### Exercise text

★ ★ ★ ★ ★ ★ ★

Warren Buffett, the billionaire chairman and CEO of investment firm Berkshire Hathaway, is resigning from the Bill and Melinda Gates Foundation for probably no particular reason at all, why do you ask?
The New York Times reported that Buffet—a close friend and bridge partner of Microsoft co-founder and former chairman Bill Gates for decades—gave no reason for his decision to cease his role as a trustee. It’s particularly notable because the 90-year-old Buffett gave $30.1 billion to the foundation in 2006 and, according to the Times, said in a statement he has since donated another $4 billion on top of that. In that statement, Buffett went out of his way to distance himself from the charitable organization, saying he hadn’t been active in the role for an unspecified time.
“For years I have been a trustee — an inactive trustee at that — of only one recipient of my funds, the Bill and Melinda Gates Foundation (BMG),” Buffett wrote in the statement. “I am now resigning from that post, just as I have done at all corporate boards other than Berkshire’s.”
While Buffett may have elected not to explain his decision, it’s easy to speculate that it has something to do with a number of blows to Bill Gates’s reputation in recent years. Those include his impending divorce from his spouse Melinda, which reportedly has something to do with news breaking of his years-long habit of socializing with notorious, late billionaire pedophile Jeffrey Epstein (including at the latter’s residence) against her wishes. It also includes reports, acknowledged as true by spokespeople for Gates, that he had an affair with a Microsoft employee around the year 2000.
Microsoft launched an investigation into Gates’s inappropriate relationship with a subordinate in 2019. Around the same time, Gates resigned as the company’s chairman, though his spokespeople insisted there was no connection. Despite mounting evidence that he and Epstein hung out on numerous occasions and one report that the Microsoft founder even tried to lean on Epstein’s social connections to win himself a Nobel Peace Prize, spokespeople for Gates have similarly insisted he only met with the convicted pedophile in the hopes of attracting charitable donations. Gates resigned from Berkshire Hathaway’s board in 2000, though he went out of his way to specify his friendship with Buffett wasn’t ending.
Gates has also attracted a fair amount of flak related to his extensive efforts during the coronavirus pandemic to center intellectual property rights in the global vaccine distribution effort, though Berkshire Hathaway bought heavily into pharmaceutical stocks that would benefit from that. Joe Biden’s administration has said that he supports waiving the World Trade Organization’s Trade-Related Intellectual Property Rights for coronavirus vaccines, although the pharmaceutical industry has fought it strenuously.
Buffett, as the Times noted, has seen his own image take a hit recently. ProPublica recently published a leak of Internal Revenue Service documents showing despite a gain of $24.3 billion in Buffett’s net worth over the years 2014 to 2018, he was able to skate by paying just $23.7 million in taxes. In his statement to the paper, Buffett claimed he had “relatively little” income as most of his wealth was in Berkshire Hathaway holdings and that he only saved 40 cents in taxes for every $1,000 he donated.

★ ★ ★ ★ ★ ★ ★

### Dataset content
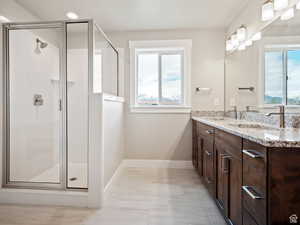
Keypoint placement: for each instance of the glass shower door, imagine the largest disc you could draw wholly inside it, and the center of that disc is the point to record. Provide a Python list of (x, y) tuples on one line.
[(35, 99)]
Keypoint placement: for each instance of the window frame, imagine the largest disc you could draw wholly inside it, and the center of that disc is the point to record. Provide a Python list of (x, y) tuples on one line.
[(165, 47), (161, 53), (284, 50)]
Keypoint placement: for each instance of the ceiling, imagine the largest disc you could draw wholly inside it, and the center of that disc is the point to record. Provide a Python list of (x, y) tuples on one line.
[(122, 15)]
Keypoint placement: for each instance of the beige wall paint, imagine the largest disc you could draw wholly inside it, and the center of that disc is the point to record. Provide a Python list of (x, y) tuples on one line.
[(169, 136)]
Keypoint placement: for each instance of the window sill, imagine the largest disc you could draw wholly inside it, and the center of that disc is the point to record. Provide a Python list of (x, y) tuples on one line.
[(161, 109)]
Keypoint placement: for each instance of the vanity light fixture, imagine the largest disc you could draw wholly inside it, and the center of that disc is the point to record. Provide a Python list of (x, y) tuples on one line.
[(288, 14), (242, 33), (72, 15), (267, 12), (248, 43), (280, 4), (3, 19), (242, 47), (256, 36), (234, 40), (229, 46), (298, 5)]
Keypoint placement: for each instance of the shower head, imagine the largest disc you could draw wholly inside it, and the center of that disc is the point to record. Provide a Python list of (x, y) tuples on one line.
[(42, 44)]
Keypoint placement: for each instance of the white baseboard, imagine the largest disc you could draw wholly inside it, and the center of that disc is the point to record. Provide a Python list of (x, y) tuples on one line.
[(114, 177), (175, 164)]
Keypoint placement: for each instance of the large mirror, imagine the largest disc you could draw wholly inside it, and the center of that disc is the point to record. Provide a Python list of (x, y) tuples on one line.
[(266, 74)]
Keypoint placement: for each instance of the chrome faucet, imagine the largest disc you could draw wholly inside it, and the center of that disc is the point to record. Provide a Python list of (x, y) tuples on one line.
[(282, 115), (235, 112)]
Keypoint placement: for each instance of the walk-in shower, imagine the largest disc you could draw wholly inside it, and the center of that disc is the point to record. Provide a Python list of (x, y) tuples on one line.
[(54, 74)]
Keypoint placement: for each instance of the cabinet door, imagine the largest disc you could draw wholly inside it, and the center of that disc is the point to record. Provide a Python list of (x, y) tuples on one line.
[(235, 192), (195, 145), (200, 156), (222, 179), (208, 165)]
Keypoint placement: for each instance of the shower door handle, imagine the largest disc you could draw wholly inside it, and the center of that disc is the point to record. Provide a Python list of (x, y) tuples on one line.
[(60, 105)]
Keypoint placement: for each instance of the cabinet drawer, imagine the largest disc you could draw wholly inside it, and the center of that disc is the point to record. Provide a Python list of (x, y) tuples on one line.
[(255, 181), (207, 132), (247, 219), (231, 143)]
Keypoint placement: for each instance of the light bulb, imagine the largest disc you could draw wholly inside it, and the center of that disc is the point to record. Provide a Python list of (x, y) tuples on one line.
[(3, 19), (267, 12), (242, 47), (242, 33), (229, 45), (288, 14), (280, 4), (248, 42), (234, 40), (256, 36)]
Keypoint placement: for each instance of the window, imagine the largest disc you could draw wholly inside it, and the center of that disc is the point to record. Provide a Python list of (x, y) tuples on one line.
[(282, 77), (160, 75)]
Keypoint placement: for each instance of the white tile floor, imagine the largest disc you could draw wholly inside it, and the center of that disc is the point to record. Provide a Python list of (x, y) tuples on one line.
[(139, 197)]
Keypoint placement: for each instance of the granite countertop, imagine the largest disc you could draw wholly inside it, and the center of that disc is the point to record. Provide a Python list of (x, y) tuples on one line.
[(265, 135)]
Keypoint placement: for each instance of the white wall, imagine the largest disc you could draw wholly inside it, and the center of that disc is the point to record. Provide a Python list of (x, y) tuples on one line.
[(113, 114), (168, 136)]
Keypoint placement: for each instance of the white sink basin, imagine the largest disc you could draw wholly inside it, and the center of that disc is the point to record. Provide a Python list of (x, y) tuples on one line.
[(252, 126)]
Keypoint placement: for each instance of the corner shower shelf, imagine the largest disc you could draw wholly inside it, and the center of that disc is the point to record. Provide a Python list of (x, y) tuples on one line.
[(55, 80)]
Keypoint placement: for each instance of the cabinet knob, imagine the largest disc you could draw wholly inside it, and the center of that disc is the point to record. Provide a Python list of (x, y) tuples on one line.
[(210, 131), (252, 153), (251, 192)]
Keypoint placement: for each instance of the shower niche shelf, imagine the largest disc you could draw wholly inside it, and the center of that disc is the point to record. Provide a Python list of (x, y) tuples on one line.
[(55, 81)]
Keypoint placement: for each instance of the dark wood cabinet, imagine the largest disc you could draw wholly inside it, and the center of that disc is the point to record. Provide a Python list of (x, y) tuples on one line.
[(229, 175), (222, 179), (252, 184), (195, 145)]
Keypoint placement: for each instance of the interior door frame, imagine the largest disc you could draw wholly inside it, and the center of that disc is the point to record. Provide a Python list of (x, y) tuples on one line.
[(6, 108)]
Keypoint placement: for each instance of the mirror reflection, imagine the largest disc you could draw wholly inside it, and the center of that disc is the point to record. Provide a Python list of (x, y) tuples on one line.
[(266, 75)]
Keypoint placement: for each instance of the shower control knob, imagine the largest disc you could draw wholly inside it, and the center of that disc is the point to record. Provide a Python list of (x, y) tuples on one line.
[(38, 100)]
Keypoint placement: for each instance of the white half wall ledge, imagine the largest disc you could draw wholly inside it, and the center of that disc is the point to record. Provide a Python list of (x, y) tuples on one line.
[(171, 164), (43, 197)]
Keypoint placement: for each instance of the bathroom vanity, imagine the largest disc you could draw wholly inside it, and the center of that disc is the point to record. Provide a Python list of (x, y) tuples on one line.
[(251, 170)]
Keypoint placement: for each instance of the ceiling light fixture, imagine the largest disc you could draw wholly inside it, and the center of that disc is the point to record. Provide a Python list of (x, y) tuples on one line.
[(229, 46), (280, 4), (256, 36), (242, 47), (248, 42), (267, 12), (234, 40), (3, 19), (72, 15), (288, 14), (242, 33)]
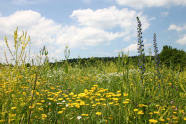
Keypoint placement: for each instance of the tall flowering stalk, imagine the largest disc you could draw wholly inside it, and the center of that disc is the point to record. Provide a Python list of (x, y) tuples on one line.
[(141, 56), (157, 59)]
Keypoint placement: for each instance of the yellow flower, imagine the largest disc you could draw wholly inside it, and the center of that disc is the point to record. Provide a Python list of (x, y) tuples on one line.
[(71, 94), (98, 113)]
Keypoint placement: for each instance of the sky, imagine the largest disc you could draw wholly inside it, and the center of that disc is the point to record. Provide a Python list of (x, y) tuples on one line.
[(92, 28)]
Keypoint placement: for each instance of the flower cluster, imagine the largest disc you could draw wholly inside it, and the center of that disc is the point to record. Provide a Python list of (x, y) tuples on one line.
[(141, 56), (157, 60)]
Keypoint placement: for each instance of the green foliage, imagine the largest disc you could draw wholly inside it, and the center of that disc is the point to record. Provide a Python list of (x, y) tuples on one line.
[(173, 57)]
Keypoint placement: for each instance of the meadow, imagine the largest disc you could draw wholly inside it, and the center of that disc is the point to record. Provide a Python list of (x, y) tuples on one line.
[(113, 93)]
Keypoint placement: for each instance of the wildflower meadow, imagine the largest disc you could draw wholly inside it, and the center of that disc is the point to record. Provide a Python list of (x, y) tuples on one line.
[(113, 93)]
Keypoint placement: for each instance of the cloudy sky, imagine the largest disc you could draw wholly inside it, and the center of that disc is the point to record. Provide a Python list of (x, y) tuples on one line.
[(99, 28)]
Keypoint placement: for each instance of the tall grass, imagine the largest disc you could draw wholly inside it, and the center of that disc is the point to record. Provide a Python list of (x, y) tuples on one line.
[(105, 93)]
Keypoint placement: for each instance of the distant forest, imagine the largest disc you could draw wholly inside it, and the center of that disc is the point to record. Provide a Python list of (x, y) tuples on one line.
[(169, 57)]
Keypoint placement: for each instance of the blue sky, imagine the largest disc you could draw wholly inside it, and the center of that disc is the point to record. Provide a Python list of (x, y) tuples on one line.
[(99, 28)]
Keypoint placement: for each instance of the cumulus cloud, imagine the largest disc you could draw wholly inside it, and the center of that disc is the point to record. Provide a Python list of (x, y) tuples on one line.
[(26, 2), (111, 17), (108, 18), (92, 28), (164, 13), (87, 1), (182, 40), (133, 47), (139, 4), (177, 28)]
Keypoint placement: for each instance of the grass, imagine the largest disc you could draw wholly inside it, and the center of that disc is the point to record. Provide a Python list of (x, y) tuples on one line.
[(106, 93)]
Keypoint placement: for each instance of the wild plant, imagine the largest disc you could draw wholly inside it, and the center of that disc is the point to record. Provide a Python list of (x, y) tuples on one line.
[(156, 56), (141, 56), (67, 54)]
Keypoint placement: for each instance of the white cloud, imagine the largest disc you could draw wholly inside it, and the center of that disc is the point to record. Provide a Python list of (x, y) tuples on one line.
[(98, 53), (108, 18), (164, 13), (139, 4), (87, 1), (23, 2), (182, 40), (133, 48), (90, 36), (92, 28), (177, 28)]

★ ★ ★ ★ ★ ★ ★

### Work to complete
a. List every person named in the article on Buffett's resignation from the Gates Foundation.
b. In the article on Buffett's resignation from the Gates Foundation, take the passage that begins with "The New York" and ends after "an unspecified time.", and rewrite it with "trustee" changed to "board member".
c. According to the article on Buffett's resignation from the Gates Foundation, how much did Buffett give to the foundation in 2006?

### Written responses
a. Warren Buffett, Bill Gates, Melinda, Jeffrey Epstein, Joe Biden

b.
The New York Times reported that Buffet—a close friend and bridge partner of Microsoft co-founder and former chairman Bill Gates for decades—gave no reason for his decision to cease his role as a board member. It’s particularly notable because the 90-year-old Buffett gave $30.1 billion to the foundation in 2006 and, according to the Times, said in a statement he has since donated another $4 billion on top of that. In that statement, Buffett went out of his way to distance himself from the charitable organization, saying he hadn’t been active in the role for an unspecified time.

c. $30.1 billion